----- Exercise input -----
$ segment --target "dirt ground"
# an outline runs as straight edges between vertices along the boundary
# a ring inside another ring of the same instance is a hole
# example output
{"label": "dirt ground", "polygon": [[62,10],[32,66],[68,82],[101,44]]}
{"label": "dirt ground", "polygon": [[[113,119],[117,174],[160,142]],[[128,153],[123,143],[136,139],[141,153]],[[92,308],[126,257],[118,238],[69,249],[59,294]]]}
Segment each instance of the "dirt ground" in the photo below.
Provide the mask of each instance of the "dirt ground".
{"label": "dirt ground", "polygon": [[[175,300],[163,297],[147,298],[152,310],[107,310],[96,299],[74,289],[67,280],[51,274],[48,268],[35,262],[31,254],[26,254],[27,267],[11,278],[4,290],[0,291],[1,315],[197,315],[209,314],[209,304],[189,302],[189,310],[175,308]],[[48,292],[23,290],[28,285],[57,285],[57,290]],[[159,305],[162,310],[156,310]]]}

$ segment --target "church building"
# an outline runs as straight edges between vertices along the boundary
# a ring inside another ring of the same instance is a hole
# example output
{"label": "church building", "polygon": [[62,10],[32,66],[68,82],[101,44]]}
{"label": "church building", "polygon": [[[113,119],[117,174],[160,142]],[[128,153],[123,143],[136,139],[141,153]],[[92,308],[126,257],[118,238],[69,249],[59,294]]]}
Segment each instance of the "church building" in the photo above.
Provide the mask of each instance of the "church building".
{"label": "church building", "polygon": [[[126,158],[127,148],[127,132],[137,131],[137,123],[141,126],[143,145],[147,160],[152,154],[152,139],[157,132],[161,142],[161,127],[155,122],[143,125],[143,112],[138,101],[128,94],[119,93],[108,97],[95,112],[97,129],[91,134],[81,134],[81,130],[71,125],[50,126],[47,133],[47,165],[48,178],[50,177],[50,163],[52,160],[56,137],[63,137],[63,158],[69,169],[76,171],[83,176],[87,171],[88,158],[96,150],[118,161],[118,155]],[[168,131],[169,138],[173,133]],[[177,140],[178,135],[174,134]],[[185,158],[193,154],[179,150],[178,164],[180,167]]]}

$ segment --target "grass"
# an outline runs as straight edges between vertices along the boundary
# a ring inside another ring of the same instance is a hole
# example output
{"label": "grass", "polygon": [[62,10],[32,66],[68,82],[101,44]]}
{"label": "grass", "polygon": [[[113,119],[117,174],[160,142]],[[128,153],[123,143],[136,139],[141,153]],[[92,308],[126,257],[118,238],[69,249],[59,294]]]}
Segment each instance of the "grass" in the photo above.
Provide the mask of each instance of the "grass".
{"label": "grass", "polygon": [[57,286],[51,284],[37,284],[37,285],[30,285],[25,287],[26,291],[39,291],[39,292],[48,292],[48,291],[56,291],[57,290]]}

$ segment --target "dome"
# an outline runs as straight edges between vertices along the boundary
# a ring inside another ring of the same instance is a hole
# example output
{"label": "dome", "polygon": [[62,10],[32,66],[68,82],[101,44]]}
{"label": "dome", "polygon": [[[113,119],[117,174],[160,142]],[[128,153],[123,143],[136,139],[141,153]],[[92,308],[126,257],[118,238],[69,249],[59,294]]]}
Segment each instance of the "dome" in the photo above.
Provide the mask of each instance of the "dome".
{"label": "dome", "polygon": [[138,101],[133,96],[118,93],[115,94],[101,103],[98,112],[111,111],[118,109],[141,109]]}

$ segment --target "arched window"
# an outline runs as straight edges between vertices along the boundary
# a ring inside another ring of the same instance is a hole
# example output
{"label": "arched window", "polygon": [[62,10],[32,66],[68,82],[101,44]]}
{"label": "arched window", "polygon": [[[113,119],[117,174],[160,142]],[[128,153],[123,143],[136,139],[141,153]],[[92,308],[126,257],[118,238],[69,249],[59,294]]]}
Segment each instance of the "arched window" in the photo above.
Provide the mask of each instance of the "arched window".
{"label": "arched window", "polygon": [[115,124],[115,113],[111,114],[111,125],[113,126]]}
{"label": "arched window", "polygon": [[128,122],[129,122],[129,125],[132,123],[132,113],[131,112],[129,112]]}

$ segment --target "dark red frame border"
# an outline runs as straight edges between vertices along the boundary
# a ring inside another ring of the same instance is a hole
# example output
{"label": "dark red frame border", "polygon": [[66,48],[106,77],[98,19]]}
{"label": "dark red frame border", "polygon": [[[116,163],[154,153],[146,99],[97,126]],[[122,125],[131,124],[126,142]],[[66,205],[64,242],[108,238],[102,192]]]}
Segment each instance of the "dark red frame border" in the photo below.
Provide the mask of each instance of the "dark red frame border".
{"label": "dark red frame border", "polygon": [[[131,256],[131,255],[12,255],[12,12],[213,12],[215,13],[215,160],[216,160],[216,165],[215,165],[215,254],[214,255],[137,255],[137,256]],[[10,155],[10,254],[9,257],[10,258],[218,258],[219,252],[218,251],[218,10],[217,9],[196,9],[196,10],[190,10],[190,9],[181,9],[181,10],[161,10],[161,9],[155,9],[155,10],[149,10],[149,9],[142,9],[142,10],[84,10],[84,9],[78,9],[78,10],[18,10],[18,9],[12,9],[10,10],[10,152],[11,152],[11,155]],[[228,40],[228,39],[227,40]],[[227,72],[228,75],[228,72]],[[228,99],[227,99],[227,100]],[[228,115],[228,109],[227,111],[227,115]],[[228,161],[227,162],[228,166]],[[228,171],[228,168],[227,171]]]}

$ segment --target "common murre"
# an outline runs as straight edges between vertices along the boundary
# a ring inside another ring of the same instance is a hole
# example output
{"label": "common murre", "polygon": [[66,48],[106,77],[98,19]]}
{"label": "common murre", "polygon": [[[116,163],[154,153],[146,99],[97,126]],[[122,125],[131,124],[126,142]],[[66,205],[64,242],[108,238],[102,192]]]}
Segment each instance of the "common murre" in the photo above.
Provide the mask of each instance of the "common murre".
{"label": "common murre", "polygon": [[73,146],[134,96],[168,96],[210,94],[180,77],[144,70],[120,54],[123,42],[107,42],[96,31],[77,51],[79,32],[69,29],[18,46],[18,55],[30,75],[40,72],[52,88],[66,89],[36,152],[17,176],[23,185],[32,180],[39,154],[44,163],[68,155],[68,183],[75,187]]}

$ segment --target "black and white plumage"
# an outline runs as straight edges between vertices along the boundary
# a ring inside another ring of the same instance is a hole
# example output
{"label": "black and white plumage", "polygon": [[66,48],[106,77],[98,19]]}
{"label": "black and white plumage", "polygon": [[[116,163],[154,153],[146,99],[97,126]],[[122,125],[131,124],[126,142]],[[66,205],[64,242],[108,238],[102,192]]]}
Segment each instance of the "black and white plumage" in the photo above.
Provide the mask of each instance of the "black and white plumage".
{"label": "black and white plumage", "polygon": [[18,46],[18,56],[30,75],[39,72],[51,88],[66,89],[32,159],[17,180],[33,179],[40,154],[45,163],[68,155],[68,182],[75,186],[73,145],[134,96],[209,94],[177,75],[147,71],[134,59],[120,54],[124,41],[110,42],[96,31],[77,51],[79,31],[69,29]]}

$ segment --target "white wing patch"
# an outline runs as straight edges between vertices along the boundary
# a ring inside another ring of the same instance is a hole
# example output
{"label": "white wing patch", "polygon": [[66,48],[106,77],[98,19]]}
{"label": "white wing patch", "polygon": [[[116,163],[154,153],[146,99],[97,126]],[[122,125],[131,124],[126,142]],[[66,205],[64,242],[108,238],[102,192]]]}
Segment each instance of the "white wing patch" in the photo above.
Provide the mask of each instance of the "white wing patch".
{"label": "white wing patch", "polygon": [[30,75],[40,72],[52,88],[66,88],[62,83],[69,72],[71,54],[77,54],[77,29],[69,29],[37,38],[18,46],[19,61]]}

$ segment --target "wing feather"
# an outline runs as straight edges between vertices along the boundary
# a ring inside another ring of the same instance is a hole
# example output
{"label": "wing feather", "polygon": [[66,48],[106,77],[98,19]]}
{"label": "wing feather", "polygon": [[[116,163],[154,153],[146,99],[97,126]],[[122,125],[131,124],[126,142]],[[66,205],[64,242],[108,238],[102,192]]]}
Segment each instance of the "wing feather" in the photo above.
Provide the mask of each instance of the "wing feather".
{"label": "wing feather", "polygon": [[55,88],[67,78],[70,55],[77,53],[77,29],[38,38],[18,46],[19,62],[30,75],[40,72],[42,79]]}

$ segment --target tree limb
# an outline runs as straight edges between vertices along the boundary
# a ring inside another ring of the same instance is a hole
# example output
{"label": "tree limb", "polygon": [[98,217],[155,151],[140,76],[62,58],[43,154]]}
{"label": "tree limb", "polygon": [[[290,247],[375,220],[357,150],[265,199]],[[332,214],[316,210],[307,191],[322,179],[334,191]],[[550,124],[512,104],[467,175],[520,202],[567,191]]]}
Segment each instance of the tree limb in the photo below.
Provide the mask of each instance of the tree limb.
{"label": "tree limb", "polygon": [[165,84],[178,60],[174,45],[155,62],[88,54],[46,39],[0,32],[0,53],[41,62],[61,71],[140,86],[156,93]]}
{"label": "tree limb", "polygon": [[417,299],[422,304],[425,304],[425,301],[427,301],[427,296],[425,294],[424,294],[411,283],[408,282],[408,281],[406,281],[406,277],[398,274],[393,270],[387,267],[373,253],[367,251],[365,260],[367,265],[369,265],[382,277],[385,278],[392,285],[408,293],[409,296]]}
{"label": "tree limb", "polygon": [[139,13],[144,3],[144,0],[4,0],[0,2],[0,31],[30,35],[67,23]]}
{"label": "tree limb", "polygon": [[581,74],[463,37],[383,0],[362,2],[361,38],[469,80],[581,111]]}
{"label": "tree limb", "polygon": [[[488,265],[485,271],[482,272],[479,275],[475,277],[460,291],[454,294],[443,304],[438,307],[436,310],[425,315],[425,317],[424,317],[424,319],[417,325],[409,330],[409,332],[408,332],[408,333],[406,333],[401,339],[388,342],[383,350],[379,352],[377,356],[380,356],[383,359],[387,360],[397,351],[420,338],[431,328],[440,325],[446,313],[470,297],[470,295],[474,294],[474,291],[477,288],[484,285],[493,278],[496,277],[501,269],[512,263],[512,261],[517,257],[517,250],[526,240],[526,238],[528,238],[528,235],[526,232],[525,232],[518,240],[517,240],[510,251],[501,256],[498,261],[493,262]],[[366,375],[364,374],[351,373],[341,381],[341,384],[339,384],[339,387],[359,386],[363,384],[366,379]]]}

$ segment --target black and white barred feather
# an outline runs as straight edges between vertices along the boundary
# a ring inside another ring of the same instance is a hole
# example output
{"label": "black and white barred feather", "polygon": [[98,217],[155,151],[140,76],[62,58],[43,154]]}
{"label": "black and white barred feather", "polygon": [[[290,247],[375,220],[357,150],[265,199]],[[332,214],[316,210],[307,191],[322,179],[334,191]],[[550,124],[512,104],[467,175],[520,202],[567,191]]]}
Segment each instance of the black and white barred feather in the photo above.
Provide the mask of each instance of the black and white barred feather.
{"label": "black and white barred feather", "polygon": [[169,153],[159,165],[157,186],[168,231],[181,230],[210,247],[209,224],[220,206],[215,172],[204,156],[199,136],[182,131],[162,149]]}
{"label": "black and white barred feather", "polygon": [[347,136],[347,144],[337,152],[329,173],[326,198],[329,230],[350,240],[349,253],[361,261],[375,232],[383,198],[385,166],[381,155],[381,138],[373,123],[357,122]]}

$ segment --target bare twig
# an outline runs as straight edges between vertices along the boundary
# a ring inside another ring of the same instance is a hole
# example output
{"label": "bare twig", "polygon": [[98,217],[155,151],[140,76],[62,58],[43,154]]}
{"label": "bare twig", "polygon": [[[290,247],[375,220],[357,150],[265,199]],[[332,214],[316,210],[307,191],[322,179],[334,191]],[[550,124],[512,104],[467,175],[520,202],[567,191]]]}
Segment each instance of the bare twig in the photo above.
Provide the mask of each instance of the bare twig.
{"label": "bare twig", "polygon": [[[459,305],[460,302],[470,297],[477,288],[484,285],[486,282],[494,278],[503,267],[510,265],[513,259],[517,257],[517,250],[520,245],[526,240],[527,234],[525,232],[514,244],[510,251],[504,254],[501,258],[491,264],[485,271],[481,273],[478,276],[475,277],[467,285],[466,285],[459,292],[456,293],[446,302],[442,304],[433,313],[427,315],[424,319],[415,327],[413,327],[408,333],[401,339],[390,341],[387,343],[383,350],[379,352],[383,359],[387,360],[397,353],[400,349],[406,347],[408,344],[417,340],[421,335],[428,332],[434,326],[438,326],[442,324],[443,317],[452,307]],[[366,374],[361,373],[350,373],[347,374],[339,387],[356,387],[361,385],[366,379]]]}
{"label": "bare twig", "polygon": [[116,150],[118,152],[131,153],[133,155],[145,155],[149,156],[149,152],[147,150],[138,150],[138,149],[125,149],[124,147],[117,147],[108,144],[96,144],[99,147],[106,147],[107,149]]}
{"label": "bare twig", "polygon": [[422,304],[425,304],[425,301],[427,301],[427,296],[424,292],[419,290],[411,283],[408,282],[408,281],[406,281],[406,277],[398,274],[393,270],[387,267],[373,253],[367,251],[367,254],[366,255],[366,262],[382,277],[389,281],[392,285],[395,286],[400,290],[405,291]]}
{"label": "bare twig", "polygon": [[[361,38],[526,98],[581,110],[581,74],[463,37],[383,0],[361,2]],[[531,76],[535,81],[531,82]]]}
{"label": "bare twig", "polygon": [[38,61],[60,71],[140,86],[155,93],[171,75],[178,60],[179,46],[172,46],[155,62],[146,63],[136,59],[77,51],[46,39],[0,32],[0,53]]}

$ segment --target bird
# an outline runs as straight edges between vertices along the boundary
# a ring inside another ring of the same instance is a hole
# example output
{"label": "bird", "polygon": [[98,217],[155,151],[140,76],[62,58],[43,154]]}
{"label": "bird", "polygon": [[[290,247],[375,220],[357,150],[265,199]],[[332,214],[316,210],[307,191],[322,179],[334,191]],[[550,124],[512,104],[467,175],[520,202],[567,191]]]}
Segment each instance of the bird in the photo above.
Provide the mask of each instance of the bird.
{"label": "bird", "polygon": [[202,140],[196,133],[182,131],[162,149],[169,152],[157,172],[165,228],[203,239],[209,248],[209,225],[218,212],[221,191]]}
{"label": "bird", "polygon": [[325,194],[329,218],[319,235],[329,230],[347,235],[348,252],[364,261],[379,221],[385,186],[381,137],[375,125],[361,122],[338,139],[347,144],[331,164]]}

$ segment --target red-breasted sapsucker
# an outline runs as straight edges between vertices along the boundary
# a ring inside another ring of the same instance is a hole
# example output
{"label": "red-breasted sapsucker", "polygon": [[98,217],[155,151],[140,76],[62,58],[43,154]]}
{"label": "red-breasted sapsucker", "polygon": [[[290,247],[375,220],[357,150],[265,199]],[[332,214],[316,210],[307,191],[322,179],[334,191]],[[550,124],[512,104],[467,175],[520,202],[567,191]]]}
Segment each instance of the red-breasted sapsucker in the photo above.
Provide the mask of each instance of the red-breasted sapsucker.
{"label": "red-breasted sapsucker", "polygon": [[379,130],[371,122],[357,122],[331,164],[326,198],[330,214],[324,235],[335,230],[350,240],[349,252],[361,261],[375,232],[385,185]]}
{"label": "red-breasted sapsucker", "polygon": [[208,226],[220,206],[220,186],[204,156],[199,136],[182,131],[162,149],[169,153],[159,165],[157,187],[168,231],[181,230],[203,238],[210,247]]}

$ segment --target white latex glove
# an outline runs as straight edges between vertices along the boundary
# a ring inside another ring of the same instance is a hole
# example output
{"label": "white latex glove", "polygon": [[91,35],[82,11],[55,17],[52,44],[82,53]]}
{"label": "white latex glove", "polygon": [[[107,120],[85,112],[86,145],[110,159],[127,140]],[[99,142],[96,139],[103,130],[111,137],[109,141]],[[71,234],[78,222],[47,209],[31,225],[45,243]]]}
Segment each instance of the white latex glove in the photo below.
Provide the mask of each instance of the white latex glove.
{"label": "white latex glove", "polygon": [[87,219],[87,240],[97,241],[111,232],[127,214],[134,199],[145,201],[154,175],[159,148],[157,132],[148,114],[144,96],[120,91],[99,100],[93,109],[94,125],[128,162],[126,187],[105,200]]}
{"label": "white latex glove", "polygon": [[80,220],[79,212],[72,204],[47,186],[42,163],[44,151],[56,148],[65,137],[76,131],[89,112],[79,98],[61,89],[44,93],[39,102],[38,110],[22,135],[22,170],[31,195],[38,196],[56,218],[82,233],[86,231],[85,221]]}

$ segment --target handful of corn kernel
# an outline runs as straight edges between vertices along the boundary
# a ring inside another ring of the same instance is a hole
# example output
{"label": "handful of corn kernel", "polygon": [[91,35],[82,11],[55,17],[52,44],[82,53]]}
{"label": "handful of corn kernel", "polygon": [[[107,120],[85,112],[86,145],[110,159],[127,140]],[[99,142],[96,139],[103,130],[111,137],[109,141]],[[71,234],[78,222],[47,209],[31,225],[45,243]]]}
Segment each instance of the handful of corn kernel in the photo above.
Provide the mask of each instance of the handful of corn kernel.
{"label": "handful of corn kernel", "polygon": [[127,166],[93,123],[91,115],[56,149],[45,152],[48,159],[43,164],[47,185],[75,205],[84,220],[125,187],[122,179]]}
-----
Your instructions: Please select each line from the records above that contains the string "sapsucker", and copy those lines.

Result of this task:
$ segment --target red-breasted sapsucker
{"label": "red-breasted sapsucker", "polygon": [[98,217],[155,151],[140,76],[62,58],[43,154]]}
{"label": "red-breasted sapsucker", "polygon": [[[290,247],[375,220],[357,150],[265,199]],[[332,214],[316,210],[307,191],[322,179],[334,191]],[[550,124],[512,104],[467,175],[520,202],[567,191]]]}
Segment each instance of the red-breasted sapsucker in the photo above.
Provide the mask of each instance of the red-breasted sapsucker.
{"label": "red-breasted sapsucker", "polygon": [[379,130],[371,122],[357,122],[331,164],[326,198],[330,214],[324,235],[335,230],[350,240],[349,252],[361,261],[375,232],[385,185]]}
{"label": "red-breasted sapsucker", "polygon": [[208,226],[220,206],[220,186],[204,156],[199,136],[182,131],[162,149],[169,153],[159,165],[157,187],[168,231],[181,230],[203,238],[210,247]]}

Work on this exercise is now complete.